Challenge -
Write out again every line starting at the one containing "Look at the UI above and find the green" and ending at the one containing "[200,235,402,334]", requests included, adding 75 to every number in the bounding-box coordinates. Give back only those lines.

Stored rows -
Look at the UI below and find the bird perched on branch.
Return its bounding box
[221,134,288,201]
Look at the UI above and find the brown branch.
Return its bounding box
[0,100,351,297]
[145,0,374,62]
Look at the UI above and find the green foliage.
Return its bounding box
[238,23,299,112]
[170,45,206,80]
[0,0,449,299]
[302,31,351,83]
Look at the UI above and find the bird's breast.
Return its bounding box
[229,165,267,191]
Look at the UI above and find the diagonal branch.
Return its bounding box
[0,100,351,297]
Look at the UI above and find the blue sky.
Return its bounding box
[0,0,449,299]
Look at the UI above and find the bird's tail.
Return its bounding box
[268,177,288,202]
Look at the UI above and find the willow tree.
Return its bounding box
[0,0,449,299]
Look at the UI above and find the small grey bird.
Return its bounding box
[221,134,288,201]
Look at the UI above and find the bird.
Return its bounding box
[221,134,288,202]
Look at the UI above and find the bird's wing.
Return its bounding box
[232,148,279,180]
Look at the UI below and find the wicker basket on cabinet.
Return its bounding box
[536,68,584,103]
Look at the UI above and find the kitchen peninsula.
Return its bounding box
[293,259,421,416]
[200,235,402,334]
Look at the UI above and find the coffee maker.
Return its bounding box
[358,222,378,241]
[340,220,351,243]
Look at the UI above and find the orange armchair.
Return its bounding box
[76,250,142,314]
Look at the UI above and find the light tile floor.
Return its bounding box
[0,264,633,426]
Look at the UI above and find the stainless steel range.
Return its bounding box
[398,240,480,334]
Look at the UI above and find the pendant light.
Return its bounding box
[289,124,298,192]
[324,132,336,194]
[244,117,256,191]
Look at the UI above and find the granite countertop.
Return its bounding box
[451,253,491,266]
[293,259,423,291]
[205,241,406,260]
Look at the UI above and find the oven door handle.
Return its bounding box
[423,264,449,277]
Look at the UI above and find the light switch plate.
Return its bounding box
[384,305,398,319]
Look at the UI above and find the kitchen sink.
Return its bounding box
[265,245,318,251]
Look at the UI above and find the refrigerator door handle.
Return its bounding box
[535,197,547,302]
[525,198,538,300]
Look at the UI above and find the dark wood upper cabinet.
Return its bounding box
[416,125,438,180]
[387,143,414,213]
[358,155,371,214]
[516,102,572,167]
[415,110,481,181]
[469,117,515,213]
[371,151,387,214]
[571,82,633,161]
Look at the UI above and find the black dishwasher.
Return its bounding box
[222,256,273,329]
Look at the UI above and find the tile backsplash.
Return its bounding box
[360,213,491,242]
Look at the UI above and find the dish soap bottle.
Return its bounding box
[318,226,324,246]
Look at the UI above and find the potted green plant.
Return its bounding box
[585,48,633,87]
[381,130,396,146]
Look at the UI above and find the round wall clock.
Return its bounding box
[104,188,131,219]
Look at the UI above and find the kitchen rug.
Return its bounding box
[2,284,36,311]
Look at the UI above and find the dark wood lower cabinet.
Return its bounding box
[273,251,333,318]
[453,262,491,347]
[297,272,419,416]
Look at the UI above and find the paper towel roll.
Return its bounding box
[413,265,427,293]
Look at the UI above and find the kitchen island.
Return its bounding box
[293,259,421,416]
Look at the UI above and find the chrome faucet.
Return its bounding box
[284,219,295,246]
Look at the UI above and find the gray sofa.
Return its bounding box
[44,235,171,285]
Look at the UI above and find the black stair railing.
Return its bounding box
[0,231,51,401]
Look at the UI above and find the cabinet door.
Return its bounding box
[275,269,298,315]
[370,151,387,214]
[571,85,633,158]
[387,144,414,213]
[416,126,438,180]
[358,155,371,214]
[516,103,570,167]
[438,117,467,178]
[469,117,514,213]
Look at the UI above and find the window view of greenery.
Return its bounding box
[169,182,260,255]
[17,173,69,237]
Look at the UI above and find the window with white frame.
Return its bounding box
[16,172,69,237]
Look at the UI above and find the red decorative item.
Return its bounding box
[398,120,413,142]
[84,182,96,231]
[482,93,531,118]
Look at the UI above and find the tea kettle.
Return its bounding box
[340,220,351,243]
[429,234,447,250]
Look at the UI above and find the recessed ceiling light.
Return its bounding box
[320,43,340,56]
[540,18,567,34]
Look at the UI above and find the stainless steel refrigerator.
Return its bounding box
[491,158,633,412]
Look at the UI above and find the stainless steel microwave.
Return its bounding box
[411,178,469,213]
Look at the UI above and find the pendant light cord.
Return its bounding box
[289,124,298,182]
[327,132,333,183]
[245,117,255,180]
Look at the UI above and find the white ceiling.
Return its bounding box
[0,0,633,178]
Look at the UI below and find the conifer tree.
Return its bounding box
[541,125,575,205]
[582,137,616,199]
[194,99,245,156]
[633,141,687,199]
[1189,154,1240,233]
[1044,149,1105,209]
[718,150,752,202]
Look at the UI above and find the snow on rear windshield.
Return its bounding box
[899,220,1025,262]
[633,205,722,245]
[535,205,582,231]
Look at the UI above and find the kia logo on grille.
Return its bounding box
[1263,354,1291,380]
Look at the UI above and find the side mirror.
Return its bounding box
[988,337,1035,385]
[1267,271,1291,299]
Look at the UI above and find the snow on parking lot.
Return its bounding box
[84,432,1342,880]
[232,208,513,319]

Correct output -
Look at the UI above and find the green foliage.
Return its bounding box
[313,98,374,187]
[245,120,281,155]
[75,75,524,374]
[377,106,426,158]
Look at the UI above and find the bird's breast.
Return its bounding box
[304,240,342,266]
Look at the UI above and find the diagonal branch.
Return its bounding box
[75,175,426,372]
Look at the UI above and find the blue sky.
Return its bounding box
[75,75,524,374]
Look at the UI above and find the bird's tail.
Return its bounding box
[343,252,363,277]
Look at the UI above and find the willow tree.
Return its bounding box
[75,75,524,374]
Look at the UI above and find the small grey bird.
Return its bounding box
[296,209,363,276]
Look at the UI above and find the bird.
Return its bounding box
[296,209,363,277]
Look at the UI above and find the bird's wing.
Return its bounding box
[307,223,354,255]
Look at the UI below and find the wicker basket on cabinet.
Return its bounding box
[611,143,659,178]
Look at the UI above and find the kitchen peninsula.
Return its bounding box
[368,334,496,491]
[275,310,477,409]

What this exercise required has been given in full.